-- Opening Marker --

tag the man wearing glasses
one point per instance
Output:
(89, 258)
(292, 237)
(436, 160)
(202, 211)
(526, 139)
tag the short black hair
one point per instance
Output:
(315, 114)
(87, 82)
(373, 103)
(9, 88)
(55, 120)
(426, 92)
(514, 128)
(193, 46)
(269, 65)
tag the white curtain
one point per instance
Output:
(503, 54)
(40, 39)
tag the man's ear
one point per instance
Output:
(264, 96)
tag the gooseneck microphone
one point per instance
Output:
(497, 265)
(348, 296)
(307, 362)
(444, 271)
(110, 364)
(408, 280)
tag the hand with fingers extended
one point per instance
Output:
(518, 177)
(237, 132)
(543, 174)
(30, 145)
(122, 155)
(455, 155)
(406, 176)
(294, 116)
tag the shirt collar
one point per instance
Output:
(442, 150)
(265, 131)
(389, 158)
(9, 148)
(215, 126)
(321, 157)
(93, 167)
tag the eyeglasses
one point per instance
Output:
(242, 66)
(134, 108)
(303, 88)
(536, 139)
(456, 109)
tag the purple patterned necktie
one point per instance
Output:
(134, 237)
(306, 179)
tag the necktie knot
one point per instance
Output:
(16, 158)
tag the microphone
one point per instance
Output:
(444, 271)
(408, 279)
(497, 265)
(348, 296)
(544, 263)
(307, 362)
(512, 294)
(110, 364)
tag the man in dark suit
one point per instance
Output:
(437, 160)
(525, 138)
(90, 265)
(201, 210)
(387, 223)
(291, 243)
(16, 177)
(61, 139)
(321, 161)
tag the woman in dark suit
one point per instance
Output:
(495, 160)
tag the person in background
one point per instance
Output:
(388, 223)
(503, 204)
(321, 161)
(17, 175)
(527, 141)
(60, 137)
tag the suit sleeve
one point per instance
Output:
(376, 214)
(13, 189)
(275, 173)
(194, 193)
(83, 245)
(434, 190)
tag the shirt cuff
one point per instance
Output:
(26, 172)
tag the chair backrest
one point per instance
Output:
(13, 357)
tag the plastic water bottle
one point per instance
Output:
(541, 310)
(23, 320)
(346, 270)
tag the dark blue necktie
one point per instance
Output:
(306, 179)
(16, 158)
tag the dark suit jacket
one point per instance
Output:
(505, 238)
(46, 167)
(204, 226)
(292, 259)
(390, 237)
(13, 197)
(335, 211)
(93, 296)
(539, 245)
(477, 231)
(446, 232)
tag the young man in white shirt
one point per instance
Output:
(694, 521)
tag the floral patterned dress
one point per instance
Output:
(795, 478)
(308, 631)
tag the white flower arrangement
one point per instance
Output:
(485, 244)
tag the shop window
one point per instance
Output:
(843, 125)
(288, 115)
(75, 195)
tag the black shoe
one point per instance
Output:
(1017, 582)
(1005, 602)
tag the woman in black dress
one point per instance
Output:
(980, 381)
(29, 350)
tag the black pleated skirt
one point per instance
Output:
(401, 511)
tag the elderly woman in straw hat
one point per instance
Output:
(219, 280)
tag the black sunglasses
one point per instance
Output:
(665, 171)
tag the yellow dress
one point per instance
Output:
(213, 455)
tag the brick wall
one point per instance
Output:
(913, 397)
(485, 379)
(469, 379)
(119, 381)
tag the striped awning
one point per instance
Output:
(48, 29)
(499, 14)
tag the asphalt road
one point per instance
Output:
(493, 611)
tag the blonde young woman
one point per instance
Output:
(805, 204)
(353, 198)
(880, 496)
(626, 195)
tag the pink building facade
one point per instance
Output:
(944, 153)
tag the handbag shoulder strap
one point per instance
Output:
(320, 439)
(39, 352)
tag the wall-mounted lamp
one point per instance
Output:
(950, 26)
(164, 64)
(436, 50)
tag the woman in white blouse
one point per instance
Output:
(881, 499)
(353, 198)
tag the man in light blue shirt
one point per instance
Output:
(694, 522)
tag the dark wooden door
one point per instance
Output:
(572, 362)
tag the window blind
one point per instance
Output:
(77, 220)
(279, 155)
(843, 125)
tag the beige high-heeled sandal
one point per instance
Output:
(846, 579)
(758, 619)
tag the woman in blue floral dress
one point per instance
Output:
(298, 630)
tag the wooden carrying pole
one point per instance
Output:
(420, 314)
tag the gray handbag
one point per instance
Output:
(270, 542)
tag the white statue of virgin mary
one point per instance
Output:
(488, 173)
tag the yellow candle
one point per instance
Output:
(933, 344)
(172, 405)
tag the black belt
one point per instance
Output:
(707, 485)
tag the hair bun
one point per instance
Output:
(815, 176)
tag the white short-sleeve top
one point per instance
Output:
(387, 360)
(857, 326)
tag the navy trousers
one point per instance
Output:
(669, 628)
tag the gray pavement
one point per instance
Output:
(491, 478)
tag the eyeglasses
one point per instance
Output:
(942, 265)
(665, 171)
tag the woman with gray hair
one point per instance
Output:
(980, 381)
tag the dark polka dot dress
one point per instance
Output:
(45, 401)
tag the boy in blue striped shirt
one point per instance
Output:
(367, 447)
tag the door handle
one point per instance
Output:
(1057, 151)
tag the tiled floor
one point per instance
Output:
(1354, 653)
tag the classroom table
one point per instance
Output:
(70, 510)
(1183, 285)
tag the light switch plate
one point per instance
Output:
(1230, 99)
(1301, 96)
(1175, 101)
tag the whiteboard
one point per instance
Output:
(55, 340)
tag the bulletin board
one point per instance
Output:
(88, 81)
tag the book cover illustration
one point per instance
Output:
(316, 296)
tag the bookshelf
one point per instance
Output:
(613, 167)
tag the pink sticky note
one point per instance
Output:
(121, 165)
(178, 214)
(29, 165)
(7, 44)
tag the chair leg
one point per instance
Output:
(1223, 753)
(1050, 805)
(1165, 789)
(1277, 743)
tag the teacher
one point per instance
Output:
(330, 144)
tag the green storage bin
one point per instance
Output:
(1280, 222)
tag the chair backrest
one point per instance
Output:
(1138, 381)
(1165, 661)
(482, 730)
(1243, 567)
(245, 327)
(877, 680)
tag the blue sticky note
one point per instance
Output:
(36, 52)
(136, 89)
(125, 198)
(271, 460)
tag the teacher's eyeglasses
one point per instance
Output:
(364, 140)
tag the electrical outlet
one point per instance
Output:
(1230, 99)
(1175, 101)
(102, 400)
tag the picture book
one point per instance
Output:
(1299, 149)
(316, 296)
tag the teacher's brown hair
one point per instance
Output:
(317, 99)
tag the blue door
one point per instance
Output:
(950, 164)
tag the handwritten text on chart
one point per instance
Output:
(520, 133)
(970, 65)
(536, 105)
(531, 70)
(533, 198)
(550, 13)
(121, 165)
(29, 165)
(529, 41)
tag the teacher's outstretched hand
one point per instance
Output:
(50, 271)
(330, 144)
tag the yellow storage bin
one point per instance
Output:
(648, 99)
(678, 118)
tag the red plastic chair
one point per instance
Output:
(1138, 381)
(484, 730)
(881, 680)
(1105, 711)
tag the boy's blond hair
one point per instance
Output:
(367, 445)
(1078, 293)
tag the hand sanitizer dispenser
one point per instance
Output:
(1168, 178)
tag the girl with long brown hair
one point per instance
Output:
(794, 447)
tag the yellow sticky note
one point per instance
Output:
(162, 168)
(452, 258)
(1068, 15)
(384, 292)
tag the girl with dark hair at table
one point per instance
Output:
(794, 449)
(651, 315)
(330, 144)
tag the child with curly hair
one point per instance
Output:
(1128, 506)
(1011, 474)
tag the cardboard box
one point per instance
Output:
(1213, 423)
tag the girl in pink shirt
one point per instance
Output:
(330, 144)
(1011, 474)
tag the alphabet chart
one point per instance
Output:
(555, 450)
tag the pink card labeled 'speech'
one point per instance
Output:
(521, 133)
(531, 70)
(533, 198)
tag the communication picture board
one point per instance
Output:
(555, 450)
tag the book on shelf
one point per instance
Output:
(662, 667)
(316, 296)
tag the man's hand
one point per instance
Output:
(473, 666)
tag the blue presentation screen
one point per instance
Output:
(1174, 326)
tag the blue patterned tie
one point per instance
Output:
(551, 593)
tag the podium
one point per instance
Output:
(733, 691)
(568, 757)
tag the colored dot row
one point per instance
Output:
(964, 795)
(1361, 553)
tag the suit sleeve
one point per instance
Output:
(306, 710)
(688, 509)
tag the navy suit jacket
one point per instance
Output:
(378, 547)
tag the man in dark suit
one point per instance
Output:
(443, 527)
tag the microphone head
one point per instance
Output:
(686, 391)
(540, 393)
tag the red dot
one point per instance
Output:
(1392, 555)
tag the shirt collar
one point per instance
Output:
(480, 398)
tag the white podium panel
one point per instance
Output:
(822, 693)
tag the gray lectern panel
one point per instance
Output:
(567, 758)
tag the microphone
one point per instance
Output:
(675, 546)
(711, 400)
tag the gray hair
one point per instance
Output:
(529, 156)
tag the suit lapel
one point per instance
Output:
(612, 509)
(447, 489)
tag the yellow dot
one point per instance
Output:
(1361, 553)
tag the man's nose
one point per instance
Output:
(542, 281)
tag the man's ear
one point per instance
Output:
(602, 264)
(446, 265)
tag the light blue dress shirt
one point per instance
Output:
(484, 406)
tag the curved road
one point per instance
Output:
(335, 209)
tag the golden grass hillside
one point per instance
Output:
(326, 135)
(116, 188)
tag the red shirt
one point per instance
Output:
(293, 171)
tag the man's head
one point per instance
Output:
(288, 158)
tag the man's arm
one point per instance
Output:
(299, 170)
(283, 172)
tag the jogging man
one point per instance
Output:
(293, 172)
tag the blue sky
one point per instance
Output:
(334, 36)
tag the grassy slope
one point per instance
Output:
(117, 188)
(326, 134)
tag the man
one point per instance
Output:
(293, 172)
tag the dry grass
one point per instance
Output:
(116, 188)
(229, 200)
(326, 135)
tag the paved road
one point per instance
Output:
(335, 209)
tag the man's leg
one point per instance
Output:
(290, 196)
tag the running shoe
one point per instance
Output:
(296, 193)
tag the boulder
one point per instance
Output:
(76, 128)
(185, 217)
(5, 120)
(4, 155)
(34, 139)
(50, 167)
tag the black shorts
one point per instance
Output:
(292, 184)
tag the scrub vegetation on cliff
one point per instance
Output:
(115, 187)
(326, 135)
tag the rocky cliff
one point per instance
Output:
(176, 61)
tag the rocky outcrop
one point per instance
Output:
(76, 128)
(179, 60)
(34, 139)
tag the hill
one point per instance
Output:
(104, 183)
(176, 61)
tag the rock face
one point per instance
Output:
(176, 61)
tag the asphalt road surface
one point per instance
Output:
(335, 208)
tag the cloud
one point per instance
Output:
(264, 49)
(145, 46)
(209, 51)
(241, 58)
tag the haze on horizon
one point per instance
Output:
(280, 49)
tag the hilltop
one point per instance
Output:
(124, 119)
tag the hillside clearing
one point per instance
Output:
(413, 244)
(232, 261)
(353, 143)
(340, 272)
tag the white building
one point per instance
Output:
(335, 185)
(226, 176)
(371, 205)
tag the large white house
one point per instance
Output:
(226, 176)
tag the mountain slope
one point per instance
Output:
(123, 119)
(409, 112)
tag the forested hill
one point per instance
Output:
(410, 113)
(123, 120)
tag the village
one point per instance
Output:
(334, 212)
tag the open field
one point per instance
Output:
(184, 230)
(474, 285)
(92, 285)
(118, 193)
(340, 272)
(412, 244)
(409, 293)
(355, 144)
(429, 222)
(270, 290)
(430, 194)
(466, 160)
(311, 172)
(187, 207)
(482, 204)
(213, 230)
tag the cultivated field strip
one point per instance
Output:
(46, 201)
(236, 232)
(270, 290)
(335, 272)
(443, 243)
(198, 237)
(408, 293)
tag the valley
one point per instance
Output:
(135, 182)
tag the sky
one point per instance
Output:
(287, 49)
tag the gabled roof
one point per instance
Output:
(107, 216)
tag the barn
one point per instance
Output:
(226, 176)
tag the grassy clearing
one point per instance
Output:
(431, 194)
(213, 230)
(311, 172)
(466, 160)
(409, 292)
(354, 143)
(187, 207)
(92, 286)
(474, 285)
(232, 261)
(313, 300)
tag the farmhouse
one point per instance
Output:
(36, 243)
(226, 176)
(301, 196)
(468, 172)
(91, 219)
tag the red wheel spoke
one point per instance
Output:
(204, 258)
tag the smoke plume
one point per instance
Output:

-- Closing Marker --

[EXERCISE INSTRUCTIONS]
Each line of the data above containing the string "wooden" is to be copied.

[RESPONSE AREA]
tag the dark wooden door
tag the wooden carrying pole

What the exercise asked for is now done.